(A series of records)
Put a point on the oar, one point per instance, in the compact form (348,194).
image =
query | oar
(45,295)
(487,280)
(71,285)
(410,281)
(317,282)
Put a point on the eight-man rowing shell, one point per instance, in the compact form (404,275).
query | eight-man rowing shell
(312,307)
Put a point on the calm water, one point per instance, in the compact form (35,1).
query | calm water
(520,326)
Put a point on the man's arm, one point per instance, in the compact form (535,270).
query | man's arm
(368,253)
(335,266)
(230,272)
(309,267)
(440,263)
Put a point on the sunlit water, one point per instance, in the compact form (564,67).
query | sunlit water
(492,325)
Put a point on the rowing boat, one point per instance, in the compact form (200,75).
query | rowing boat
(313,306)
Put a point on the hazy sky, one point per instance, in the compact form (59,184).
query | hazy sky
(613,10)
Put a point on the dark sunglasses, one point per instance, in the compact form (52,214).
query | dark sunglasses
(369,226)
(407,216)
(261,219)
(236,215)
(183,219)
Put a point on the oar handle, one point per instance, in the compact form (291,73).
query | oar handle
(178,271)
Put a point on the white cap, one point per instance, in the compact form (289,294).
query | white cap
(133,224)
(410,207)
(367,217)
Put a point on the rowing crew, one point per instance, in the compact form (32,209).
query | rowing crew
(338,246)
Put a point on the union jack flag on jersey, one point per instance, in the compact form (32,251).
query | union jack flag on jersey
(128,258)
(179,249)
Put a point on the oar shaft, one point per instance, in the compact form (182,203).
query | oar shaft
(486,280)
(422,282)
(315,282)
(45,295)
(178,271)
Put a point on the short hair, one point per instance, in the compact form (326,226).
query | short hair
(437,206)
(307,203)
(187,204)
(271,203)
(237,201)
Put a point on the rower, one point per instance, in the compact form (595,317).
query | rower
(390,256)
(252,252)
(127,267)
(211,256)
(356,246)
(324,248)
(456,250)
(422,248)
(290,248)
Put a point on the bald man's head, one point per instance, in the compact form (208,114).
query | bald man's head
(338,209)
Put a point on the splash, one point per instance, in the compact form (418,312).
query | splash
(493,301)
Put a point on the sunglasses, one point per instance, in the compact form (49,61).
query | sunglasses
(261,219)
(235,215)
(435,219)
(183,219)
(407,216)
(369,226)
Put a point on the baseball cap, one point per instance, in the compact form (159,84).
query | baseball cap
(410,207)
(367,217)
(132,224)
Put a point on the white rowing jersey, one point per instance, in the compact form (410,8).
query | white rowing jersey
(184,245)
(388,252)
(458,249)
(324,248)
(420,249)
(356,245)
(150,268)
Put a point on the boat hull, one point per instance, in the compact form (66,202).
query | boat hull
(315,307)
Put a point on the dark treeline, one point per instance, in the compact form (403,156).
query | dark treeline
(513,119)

PROBLEM
Copy every one of the records above word for word, from the first line to the last.

EXERCISE OUTPUT
Put a point on the oar, one point per instance, in the compact form (348,194).
image =
query | oar
(45,295)
(487,280)
(71,285)
(410,281)
(317,282)
Put a point on the eight-man rowing shell, one point per instance, in the compact form (404,275).
query | eight-man rowing shell
(312,307)
Put a point on the calm water, one point per instance, in the compact form (35,1).
query | calm water
(520,326)
Put a point on the man's arm, one point per instance, in the compact form (535,270).
query | man's arm
(368,253)
(335,266)
(230,272)
(309,267)
(440,263)
Put a point on the sunlit water, one point per instance, in the compact form (564,67).
query | sunlit water
(492,325)
Put a point on the rowing boat, one point per instance, in the compact form (200,75).
query | rowing boat
(313,306)
Put a point on the hazy sky, one point per instance, in the compact form (59,184).
query | hazy sky
(613,10)
Put a point on the dark sunglasses, one point per instance, in the compact form (52,214).
query | dark sunglasses
(369,226)
(407,216)
(261,219)
(236,215)
(183,219)
Put a point on the oar handle, one point per instance, in the compact form (291,73).
query | oar handle
(178,271)
Put a point on the white cap, one point per instance, in the compact form (289,294).
query | white cap
(133,224)
(410,207)
(367,217)
Put a point on the rowing crew, one point per instance, in the compact form (32,209).
query | rowing crew
(338,246)
Put a point on the union jack flag on jersey, one point per instance, in the compact form (32,251).
query | union jack flag on jersey
(128,258)
(179,249)
Put a point on the oar shaft, one point per instance, in the compact form (182,203).
query | oar shaft
(486,280)
(422,282)
(315,282)
(45,295)
(178,271)
Put a point on the short hair, one point per instance, in the compact form (326,226).
query | short hair
(437,206)
(307,203)
(187,204)
(271,203)
(237,201)
Put a point on the rower, one point per instance, in the compact form (595,317).
query | rower
(390,256)
(252,252)
(127,267)
(211,256)
(356,246)
(324,248)
(456,250)
(422,248)
(290,248)
Put a point on the bald man's head, one point per instance, in the compact form (208,114).
query | bald man's head
(338,209)
Put a point on the splash, one point per instance, in the compact form (418,312).
query | splash
(493,301)
Put a point on the sunglasses, one point per instance, in the compact form (49,61).
query | sunglasses
(261,219)
(235,215)
(435,219)
(183,219)
(407,216)
(369,226)
Put a point on the baseball cap, one point per instance, in the compact form (159,84).
query | baseball cap
(410,207)
(367,217)
(132,224)
Put a point on the white rowing jersey, one point per instance, in the compact form (410,8).
query | white rowing jersey
(184,245)
(388,252)
(458,249)
(324,248)
(420,249)
(356,245)
(150,268)
Put a point on the boat hull, one point per instance, in the compact form (66,202).
query | boat hull
(315,307)
Put a point on the dark treeline, one point per instance, in the compact form (403,156).
query | dark treeline
(513,119)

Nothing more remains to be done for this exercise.